[Entries from a dataset]
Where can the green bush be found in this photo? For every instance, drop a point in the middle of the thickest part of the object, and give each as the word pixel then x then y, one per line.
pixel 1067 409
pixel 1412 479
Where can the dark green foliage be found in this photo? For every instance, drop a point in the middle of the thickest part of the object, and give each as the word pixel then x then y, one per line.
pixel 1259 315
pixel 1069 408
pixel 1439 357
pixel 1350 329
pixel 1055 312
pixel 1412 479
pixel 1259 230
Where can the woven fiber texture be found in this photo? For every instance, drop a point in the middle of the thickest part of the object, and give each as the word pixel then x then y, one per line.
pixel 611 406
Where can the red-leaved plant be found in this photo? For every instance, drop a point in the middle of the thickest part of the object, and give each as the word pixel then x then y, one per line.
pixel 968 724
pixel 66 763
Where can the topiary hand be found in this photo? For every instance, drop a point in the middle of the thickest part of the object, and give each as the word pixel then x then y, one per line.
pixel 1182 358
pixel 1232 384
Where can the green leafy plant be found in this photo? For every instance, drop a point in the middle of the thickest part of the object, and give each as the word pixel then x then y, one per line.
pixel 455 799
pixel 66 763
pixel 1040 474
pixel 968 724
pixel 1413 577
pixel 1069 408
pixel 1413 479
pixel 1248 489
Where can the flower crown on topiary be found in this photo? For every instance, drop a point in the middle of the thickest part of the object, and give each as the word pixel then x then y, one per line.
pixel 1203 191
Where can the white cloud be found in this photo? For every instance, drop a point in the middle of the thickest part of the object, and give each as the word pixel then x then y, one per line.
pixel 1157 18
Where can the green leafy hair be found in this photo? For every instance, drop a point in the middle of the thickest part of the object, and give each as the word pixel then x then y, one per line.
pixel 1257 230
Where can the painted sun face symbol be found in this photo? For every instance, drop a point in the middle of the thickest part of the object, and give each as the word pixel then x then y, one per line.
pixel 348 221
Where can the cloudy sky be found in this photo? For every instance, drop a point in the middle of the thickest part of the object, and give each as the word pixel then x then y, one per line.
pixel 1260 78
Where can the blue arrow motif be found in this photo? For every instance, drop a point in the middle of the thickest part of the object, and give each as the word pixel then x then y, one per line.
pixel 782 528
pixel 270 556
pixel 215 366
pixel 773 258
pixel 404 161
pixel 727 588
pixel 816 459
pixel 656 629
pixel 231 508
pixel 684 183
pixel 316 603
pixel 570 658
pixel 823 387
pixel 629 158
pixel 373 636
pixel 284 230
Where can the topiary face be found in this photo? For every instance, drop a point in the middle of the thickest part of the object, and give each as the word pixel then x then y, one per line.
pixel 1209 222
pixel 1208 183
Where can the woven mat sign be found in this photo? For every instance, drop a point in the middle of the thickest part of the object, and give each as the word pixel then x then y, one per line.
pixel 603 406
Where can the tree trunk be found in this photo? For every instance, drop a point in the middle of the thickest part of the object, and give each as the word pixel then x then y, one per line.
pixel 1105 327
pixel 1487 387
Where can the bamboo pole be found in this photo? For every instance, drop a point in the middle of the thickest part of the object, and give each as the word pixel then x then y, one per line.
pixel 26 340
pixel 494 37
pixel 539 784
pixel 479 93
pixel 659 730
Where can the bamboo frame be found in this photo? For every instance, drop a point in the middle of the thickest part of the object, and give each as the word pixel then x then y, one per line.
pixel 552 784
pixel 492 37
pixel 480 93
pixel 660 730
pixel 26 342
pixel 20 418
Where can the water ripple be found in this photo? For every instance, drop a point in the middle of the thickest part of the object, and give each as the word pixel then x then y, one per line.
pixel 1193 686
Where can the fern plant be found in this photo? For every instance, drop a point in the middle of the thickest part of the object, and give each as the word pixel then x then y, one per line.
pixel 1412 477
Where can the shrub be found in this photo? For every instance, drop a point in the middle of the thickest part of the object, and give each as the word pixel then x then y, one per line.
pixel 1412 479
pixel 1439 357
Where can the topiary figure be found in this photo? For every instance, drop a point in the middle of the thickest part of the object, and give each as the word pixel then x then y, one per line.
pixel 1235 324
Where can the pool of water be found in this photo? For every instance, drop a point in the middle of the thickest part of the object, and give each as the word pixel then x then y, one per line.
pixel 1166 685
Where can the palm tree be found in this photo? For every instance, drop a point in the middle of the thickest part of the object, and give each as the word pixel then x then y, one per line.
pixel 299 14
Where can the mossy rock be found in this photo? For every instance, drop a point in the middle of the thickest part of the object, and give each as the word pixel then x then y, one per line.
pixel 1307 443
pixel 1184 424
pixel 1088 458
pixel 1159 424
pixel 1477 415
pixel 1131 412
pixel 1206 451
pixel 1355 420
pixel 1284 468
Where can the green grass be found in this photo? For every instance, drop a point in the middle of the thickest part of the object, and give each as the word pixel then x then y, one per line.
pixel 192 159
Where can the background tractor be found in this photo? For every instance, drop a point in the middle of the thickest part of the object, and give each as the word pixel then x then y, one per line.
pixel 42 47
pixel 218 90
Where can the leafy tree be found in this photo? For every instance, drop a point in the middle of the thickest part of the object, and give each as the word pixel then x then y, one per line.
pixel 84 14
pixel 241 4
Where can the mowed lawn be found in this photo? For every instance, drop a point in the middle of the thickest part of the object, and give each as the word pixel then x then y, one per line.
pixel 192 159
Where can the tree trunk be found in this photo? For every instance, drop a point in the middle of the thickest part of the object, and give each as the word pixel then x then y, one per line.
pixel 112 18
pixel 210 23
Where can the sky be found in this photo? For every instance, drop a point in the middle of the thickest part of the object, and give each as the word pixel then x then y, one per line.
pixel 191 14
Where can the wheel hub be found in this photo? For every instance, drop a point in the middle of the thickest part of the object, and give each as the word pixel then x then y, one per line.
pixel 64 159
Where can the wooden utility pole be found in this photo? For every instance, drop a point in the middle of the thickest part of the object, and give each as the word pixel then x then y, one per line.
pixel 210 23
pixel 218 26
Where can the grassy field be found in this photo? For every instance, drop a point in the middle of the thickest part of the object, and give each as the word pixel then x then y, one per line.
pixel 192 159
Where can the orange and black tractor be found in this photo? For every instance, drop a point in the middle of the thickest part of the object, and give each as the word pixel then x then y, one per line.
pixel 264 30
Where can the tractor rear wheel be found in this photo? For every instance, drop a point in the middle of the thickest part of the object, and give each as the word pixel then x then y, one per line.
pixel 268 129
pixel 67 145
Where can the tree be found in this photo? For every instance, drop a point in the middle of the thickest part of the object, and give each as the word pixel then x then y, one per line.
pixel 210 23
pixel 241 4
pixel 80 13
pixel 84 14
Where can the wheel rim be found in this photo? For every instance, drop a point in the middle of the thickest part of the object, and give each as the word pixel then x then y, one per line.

* Written instruction *
All of the records must be retyped exactly as they are.

* Result of this exercise *
Where can the green bush be found in this photo? For every instance, drop a point in the middle of the thickest part of the object, and give each as the word pixel then x then y, one per line.
pixel 1067 409
pixel 1412 479
Where can the dark green foliage be found in this photo? For every instance, drop a point in the middle of the thickest part of the object, and give each as the word pixel then x then y, one per line.
pixel 1259 315
pixel 1069 408
pixel 1439 357
pixel 1350 329
pixel 1055 312
pixel 1412 479
pixel 1259 230
Where can the woven fiber texture be found in this photo? For every instance, drop a point in the middle of the thickest part of the object, and give each as the word pixel then x then y, one per line.
pixel 611 406
Where can the red-leaved plant be found in this photo? For every instance, drop a point in the middle of the thickest part of the object, and give each as the word pixel then x then y, one per line.
pixel 968 724
pixel 66 763
Where can the topiary hand be found in this photo? For every instance, drop a point in the middle of the thickest part of the object, and give each as the word pixel then x then y, one per line.
pixel 1182 358
pixel 1232 384
Where can the green leafy plant be found in this photo? For every instance, drop a point in the middle of the thickest part of the object, and give each as the word pixel then x then y, one per line.
pixel 455 799
pixel 66 763
pixel 1040 474
pixel 968 724
pixel 1413 577
pixel 1069 408
pixel 1413 479
pixel 1248 489
Where can the flower crown on topiary be found in this photo? For every instance, drop a point in the middle of the thickest part of the object, and give each as the word pixel then x then y, one per line.
pixel 1203 191
Where can the white cloud be found in this photo? For every instance, drop a point in the middle of the thickest part of the object, and give each as the word pixel then x then y, one per line.
pixel 1157 18
Where can the green leafy hair be found in this photo? For every instance, drop a point in the middle of the thickest part of the object, and give each as the word pixel then x then y, one per line.
pixel 1257 230
Where can the painted sun face symbol be found in this photo? For every instance, drop a point in the middle of the thickest part of the object, and give each as the word pixel then x then y, one per line.
pixel 348 221
Where can the cloudy sky be found in this photo? For every instance, drop a point in the middle of the thickest part of the object, and give each as the word pixel then x then y, one per line.
pixel 1260 78
Where can the blue arrow motif be found in this photo? For every instance, drop a point in the middle of the thickest part of the object, and give each as the word pixel then x then y, one per line.
pixel 782 528
pixel 270 556
pixel 215 366
pixel 773 258
pixel 404 161
pixel 727 588
pixel 816 459
pixel 656 629
pixel 231 508
pixel 684 183
pixel 316 603
pixel 570 658
pixel 823 387
pixel 629 158
pixel 373 636
pixel 284 230
Where can the topiary face be found in this photo? For every instance, drop a point in the middle of the thickest part of the object, and give each as the word pixel then x then y, one per line.
pixel 1209 222
pixel 1208 183
Where can the woven mat sign be found in this photo? For every instance, drop a point in the middle of the thickest part of the object, and give each as the word pixel then x then y, one per line.
pixel 603 406
Where can the tree trunk be found in this photo? For every instance, drop a point in the middle of the thickest part of the object, and give each as the word pixel then x then y, one per line.
pixel 1105 327
pixel 1487 387
Where can the bamboo pole be found in this photo? For every instance, drop a point in the middle of the thickest part of the object, and give each as the word pixel then x then y, one per line.
pixel 26 340
pixel 494 37
pixel 539 784
pixel 479 93
pixel 659 730
Where can the bamboo frame be found in this photo? For every instance, drop a point in the middle of the thickest part of the object, and give each as the word pixel then x then y, one per line.
pixel 552 784
pixel 492 37
pixel 480 93
pixel 660 730
pixel 26 342
pixel 20 418
Where can the water ripple be found in this photo? For every instance, drop a point in the middle of the thickest part of the object, and give each as the word pixel then x then y, one per line.
pixel 1193 686
Where can the fern plant be found in this photo? For every instance, drop a point in the middle of the thickest part of the object, and give each as the word pixel then x then y, one per line.
pixel 1412 477
Where can the shrub be found in this photo? For every instance, drop a point in the middle of the thickest part of the object, and give each as the word pixel then x then y, one per line.
pixel 1412 479
pixel 1439 357
Where can the topiary figure be found in this photo? For every instance, drop a point in the middle of the thickest part of the object, and give each as the word pixel then x then y, one per line.
pixel 1235 324
Where can the pool of water be found in this photo? For every instance, drop a point in the middle of the thickest part of the object, and give each as the word pixel then x then y, one per line.
pixel 1166 685
Where can the palm tree be found in this photo? For every instance, drop a point in the middle of the thickest part of the object, and give each as the word pixel then x then y, one per line.
pixel 299 14
Where can the mossy rock be found in this photo? For every instance, drop a point in the middle of the thickest part of the object, and give each as the word pixel then x then y, one per line.
pixel 1307 443
pixel 1184 424
pixel 1088 458
pixel 1159 424
pixel 1477 415
pixel 1131 412
pixel 1206 451
pixel 1355 420
pixel 1284 468
Where can the green grass be found in this photo? For every instance, drop a point in the middle of the thickest part of the object, and give each as the word pixel then x then y, one per line.
pixel 192 159
Where can the background tractor be found in this photo? For every instance, drop a point in the middle of the thickest part of the object, and give each as the word pixel then x then y, one per line.
pixel 42 47
pixel 218 90
Where can the leafy tree be found in this photo? For every instance, drop a point in the middle of the thickest part of the object, and give each as the word pixel then x then y, one per line.
pixel 84 14
pixel 241 4
Where can the mowed lawn be found in this photo? For every instance, drop a point in the middle of the thickest part of the object, and give each as the word pixel then x then y, one per line.
pixel 192 159
Where can the tree trunk be found in this photo? For every instance, drop a point in the middle of the thickest part of the object, and give each as the word pixel then x then y, one per line.
pixel 112 18
pixel 210 23
Where can the sky be found in this photo? For every instance, drop a point in the middle of the thickest part of the object, and give each as the word pixel then x then y, one per line.
pixel 191 14
Where can the wheel hub be found in this photo? For every instance, drop a point in the middle of the thickest part of the object, and give each as the word pixel then x then y, one per line.
pixel 64 159
Where can the wooden utility pole be found in this photo? For every instance, drop a point in the middle of the thickest part of the object, and give each as the word pixel then x then y, one per line.
pixel 210 23
pixel 218 26
Where can the grassy field be found in this photo? For every instance, drop a point in the middle of the thickest part of the object, and give each as the word pixel then x then y, one per line.
pixel 192 159
Where can the orange and black tractor be found in this photo? For every instance, drop a point in the middle of the thickest part of the object, and give each as the word pixel then x then y, one per line.
pixel 264 30
Where can the tractor rear wheel be found in this photo? For every instance, drop a point in the middle of the thickest part of the object, and give each as the word pixel then x then y, one per line.
pixel 268 129
pixel 67 145
Where can the tree be found in this photo? For every instance, drop a point in the middle of the thickest part of the object, and give each as the word pixel then x then y, one per line.
pixel 210 23
pixel 241 4
pixel 80 13
pixel 84 14
Where can the wheel rim be found in this photo? For every instance, drop a point in the middle of the thickest part of the object, and give each as the word pixel then x then y, one per line.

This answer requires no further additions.